What is needed: With the pictures omitted, write out the entries that follow exactly as they stand.

Records shown:
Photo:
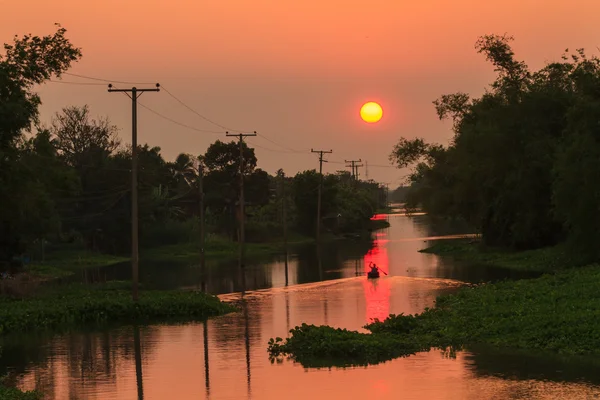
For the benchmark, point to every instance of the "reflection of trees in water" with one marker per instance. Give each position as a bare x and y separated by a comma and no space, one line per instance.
521,365
333,257
230,331
432,226
91,358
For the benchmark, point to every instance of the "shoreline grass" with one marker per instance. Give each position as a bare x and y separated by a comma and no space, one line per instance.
549,259
66,262
75,305
557,312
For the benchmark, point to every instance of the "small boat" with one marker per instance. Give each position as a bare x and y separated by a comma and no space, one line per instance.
373,275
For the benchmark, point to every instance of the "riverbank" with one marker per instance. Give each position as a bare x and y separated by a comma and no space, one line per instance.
557,312
549,259
68,260
223,249
7,393
66,306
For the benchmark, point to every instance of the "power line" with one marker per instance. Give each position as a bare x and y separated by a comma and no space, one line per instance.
321,161
78,83
108,80
288,150
135,93
176,122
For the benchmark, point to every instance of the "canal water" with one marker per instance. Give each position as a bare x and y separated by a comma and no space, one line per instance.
226,357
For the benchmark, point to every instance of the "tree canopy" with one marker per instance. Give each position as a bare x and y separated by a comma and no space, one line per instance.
523,157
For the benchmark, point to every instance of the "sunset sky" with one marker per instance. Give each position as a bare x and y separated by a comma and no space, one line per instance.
297,72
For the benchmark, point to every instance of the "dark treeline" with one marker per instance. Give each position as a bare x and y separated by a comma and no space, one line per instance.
69,182
524,160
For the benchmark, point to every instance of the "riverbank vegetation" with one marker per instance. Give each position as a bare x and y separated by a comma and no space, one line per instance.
518,164
8,393
72,305
556,312
518,170
68,182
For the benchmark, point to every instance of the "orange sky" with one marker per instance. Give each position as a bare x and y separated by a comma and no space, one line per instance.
295,71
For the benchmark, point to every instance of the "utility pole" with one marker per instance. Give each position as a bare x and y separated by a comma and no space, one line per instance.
202,225
321,152
135,94
241,236
353,165
357,173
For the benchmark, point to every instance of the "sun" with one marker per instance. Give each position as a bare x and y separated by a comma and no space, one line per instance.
371,112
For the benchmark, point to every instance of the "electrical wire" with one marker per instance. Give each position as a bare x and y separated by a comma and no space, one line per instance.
108,80
194,111
288,150
176,122
78,83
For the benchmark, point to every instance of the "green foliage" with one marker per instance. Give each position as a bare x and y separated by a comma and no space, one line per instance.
323,346
71,182
557,313
26,202
7,393
523,155
66,260
77,305
549,259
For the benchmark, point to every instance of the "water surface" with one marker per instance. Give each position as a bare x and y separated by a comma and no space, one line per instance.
226,357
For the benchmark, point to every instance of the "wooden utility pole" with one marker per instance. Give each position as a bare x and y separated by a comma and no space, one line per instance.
353,166
135,94
241,236
321,152
202,225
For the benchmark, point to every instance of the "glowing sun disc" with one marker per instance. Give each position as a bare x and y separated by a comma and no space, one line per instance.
371,112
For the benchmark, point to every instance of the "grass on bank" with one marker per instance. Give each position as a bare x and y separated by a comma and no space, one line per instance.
556,312
78,304
66,262
548,259
220,248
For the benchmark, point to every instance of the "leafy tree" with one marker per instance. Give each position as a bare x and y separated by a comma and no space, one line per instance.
522,157
29,61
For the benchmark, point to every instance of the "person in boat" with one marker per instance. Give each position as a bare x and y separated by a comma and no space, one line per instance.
374,268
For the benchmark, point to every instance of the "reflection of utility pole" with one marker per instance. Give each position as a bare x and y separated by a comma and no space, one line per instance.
247,335
284,218
321,152
135,94
137,348
206,373
287,310
240,137
202,226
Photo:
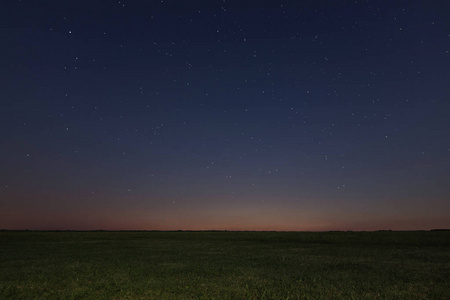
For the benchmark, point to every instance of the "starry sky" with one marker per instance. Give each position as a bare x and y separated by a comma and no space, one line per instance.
224,115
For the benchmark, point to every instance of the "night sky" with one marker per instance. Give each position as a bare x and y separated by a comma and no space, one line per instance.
224,115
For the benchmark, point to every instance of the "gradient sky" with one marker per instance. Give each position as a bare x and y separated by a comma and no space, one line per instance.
237,115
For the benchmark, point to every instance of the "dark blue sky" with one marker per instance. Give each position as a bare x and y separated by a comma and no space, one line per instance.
239,115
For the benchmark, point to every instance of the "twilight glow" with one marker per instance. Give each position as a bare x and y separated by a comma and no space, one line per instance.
225,115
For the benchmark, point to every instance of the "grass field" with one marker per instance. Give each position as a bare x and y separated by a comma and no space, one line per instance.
225,265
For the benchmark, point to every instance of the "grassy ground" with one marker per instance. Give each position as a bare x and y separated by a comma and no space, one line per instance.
225,265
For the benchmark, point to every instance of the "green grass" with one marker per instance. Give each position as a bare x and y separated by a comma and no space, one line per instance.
225,265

The solution:
Photo:
For the benchmark, point to every instance of the "reflection of trees in water" with one marker per instance. Give each position as a bare x and y separated by a comma and no space, one line per instance.
521,365
333,257
230,331
432,226
91,358
For the benchmark, point to every instance of the "shoreline grass" with one marker per instance. Give each position as a bare x and y separated by a comma and no space, one line per instance.
549,259
66,262
75,305
557,312
For the benchmark, point to every instance of the "small boat" with one marker per instance. Give each position as a bare x and y separated by a comma and no space, one line per instance.
373,275
For the benchmark, point to every instance of the "riverbank" with one marker per instance. Give each position as a bare x and y separated by a comma and no space, one line per instance.
557,312
549,259
68,260
223,249
7,393
66,306
For the benchmark, point to every instance of the "power line" with one marker per instance. Give each position as a bare x and y separated by a comma and no space, one line per instance.
321,161
78,83
108,80
288,150
135,93
176,122
For the benchmark, point to every instance of the "canal water" with one marker per instance. Give each position as a bare x and y separated by a comma and no space, one line per instance.
226,357
For the benchmark, point to every instance of the "tree canopy" with one marker per instance. Give each position as a bare x and y separated by a comma and no space, one line per instance.
523,157
For the benchmark, point to every instance of the "sunset sky" with one marker per instance. Give each position as a bare x and y separated by a comma and no space, one line per instance.
297,72
For the benchmark, point to every instance of the "dark treeline" with one marker per instance. Give each position as a bare x and y separated by a comma and no space, one line per instance.
69,182
524,160
For the benchmark, point to every instance of the "riverbank vegetation" with one marker per instance. Give each position as a bare x and y separated by a comma and no space, one line per instance.
518,164
8,393
72,305
556,312
518,170
68,182
For the benchmark, point to every instance of the "orange sky" with one marker per instance. Give each position as a bare x and y separated by a comma and no space, one line per instance.
295,71
For the benchmark, point to every instance of the "utility pole" with one marker per instance. Give each position as a bare x and y separated by a comma and no space, one line per instance.
202,225
321,152
135,94
241,236
353,165
357,173
For the benchmark, point to every instance of the "sun" with one marker per instance. Give each position as a bare x and y separated by a comma and no space, one line per instance.
371,112
For the benchmark, point to every instance of the "electrical wire" with one marker per instance. Give each position as a bare x and y separated by a comma and no space, one line per instance.
108,80
194,111
288,150
176,122
78,83
For the benchmark, point to every instance of the "green foliage" with one marker per instance. Give each position as a bare x and y separated by a comma and no space, one line per instance.
323,346
71,182
557,313
26,202
7,393
523,155
66,260
77,305
549,259
For the benchmark, point to every instance of the "water surface" with one marker per instance. Give each position as a bare x and y separated by a comma and no space, one line per instance.
226,357
For the benchmark, point to every instance of the "wooden utility pole" with one marker per instance. Give each position as a bare x and y separated by a comma and no space, one line per instance.
353,166
135,94
241,236
321,152
202,225
For the benchmark, point to every instance of the "glowing sun disc" with one marker per instance. Give each position as a bare x and y separated by a comma and no space, one line per instance.
371,112
For the benchmark, point to every instance of the "grass on bank" with one marker per instance. Give each position as a bare x and y separated by a comma and no space, one line per instance.
556,312
78,304
66,262
548,259
220,248
For the benchmark, point to every instance of the "leafy tree" with one marker per instance. Give each position as a bare x and y separated by a comma and no space, one line per instance.
522,157
29,61
For the benchmark, point to every instance of the "person in boat" with one marker per instance. Give each position as a bare x and y separated by a comma and no space, one line per instance.
374,268
For the benchmark, point to every instance of the "reflection of utility pole" with one marker per instance. Give each position as a bare x and y separated by a comma and no space, one line per instance.
247,335
284,218
321,152
135,94
137,348
206,373
287,310
240,137
202,226
Photo:
For the benchmark, point to every instance of the "starry sky" with one marker per instance. Give each position as a bare x and y separated by a comma and no space, one line per instance.
224,115
For the benchmark, point to every instance of the "night sky" with one marker per instance. Give each position as a bare x and y separated by a comma and no space, one line per instance.
224,115
For the benchmark, point to every instance of the "gradient sky" with one marker per instance. Give each position as a bare x and y separated by a comma and no space, one line per instance.
237,115
For the benchmark, point to every instance of the "dark blue sky" with one marker per instance. Give each position as a bare x and y separated by a comma and no space, one line per instance.
239,115
For the benchmark, point to every instance of the "twilight glow" with one marker per instance. Give each position as a bare x and y separated by a comma and no space, one line per instance.
225,115
For the benchmark, point to every instance of the "grass field" with one marker per instance. Give each position as a bare x and y separated by a comma and no space, one line per instance.
225,265
For the benchmark, point to every instance of the "grassy ground" with one marker per instance. Give each position as a bare x and y separated by a comma and no space, one line per instance.
225,265
For the benchmark, point to every instance of the "green grass" with one marker per instance. Give each position as a bare x and y separated by a comma and no space, one line per instance.
225,265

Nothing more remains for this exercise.